##### Task input #####

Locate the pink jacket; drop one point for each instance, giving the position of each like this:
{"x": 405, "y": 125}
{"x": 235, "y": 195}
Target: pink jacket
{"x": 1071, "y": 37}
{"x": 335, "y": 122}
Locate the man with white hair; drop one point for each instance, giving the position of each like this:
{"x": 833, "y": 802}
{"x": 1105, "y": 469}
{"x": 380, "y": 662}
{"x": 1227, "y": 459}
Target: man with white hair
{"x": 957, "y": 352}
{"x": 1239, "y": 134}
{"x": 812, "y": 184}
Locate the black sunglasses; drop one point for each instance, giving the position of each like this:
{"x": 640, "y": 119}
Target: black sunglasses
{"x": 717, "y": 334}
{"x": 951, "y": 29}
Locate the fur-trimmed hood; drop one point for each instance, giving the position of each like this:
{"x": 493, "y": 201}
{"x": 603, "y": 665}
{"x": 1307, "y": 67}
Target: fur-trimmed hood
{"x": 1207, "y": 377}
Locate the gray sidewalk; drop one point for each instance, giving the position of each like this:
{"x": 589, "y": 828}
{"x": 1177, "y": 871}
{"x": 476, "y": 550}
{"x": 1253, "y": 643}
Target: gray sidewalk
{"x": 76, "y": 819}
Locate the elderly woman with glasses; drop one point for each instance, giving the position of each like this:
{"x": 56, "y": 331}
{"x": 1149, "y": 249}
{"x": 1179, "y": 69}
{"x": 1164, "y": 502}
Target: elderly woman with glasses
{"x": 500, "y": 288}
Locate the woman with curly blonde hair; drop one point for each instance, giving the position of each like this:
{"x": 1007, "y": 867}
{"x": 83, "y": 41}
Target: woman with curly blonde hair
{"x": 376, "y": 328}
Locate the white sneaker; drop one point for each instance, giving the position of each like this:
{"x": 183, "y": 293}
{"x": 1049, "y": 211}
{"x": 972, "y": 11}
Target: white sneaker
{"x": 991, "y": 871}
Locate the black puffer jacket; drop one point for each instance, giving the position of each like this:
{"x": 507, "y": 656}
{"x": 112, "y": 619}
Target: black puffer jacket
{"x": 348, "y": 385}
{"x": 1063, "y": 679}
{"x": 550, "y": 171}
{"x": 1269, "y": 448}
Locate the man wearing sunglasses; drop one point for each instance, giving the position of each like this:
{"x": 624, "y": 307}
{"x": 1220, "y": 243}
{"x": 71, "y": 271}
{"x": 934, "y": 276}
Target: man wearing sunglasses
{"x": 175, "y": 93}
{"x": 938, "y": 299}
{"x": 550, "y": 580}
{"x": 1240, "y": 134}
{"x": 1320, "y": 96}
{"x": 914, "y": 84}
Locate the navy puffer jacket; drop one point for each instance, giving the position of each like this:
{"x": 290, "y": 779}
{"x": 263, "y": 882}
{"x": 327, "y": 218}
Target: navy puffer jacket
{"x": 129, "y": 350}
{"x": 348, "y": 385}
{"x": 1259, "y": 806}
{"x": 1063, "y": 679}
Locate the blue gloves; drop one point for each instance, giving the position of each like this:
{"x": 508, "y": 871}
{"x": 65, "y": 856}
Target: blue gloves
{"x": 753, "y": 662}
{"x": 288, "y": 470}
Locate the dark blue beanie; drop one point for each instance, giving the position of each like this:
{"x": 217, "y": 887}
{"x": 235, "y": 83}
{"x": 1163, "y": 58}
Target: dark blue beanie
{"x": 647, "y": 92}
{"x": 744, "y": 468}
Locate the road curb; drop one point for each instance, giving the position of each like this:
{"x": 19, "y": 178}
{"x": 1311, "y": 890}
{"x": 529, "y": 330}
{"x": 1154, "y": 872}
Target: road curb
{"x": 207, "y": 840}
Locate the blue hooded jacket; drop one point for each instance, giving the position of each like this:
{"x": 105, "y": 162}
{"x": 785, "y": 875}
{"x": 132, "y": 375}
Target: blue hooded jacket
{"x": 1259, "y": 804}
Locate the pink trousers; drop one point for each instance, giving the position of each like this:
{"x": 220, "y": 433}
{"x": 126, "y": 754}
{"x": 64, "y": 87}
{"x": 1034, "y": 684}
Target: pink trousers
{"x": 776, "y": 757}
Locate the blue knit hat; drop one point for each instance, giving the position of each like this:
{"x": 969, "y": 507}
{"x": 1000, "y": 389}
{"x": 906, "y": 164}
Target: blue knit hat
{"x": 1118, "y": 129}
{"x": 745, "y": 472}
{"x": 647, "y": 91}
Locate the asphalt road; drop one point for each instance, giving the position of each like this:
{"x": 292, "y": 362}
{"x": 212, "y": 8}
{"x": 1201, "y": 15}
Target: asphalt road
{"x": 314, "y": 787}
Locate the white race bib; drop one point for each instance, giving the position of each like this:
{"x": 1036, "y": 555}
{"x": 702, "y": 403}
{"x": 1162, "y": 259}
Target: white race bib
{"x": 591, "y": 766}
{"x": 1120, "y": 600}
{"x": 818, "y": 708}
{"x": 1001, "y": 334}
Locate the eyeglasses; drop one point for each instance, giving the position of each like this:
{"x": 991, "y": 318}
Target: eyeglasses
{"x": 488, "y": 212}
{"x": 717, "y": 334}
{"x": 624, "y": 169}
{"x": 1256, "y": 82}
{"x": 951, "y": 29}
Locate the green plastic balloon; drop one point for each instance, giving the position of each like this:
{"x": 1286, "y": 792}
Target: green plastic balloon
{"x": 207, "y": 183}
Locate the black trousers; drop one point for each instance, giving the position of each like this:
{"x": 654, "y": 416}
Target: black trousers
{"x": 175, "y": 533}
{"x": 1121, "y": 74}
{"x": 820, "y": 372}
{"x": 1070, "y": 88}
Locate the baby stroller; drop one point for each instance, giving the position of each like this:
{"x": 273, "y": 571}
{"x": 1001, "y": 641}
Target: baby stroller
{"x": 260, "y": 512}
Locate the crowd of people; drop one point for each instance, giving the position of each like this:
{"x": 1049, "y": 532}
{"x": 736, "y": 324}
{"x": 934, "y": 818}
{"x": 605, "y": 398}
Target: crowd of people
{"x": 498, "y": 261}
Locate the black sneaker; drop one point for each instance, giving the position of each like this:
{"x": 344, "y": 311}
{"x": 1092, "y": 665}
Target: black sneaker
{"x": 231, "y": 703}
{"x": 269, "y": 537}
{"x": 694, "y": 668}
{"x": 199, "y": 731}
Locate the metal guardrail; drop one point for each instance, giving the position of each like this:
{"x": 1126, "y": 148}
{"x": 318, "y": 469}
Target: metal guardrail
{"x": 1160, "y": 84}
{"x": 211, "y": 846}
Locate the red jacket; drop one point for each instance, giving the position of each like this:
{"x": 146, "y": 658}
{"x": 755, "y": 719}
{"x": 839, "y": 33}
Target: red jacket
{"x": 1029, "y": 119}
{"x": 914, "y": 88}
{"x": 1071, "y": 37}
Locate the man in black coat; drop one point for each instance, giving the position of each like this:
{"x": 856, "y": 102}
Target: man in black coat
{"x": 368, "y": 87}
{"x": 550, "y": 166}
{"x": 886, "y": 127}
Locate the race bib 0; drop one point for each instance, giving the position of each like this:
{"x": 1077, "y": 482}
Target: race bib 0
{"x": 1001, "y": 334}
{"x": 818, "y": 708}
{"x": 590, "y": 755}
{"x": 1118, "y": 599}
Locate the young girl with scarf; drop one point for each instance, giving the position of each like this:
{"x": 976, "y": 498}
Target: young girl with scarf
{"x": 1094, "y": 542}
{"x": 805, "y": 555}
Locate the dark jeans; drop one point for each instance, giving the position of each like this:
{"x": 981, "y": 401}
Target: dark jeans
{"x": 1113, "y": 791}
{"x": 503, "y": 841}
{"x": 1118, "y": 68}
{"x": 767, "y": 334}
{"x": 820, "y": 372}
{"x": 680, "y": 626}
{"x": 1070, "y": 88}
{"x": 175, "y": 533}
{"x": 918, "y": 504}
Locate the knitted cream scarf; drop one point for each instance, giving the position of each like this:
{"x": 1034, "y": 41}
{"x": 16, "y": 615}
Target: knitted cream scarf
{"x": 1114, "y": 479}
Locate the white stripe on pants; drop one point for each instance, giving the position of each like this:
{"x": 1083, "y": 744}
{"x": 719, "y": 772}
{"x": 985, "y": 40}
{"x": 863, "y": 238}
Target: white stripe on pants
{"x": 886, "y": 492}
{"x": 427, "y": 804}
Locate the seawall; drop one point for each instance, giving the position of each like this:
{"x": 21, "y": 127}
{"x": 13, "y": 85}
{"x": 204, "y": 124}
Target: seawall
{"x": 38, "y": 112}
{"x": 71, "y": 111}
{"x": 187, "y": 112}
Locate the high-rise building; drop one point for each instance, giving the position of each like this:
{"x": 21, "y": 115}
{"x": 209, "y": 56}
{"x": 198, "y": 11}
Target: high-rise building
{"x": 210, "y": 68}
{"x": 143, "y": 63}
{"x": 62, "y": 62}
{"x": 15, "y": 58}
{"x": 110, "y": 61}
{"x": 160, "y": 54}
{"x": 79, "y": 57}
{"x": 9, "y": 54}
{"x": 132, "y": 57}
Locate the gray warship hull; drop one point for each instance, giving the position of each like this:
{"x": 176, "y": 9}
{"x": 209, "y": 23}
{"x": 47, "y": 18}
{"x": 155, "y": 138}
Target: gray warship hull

#####

__Your task__: Pick out every line above that contains the word "hull" and copy it.

__Response to this exercise__:
Locate the gray warship hull; drop one point for each instance, giving the position of each like this:
Target: gray warship hull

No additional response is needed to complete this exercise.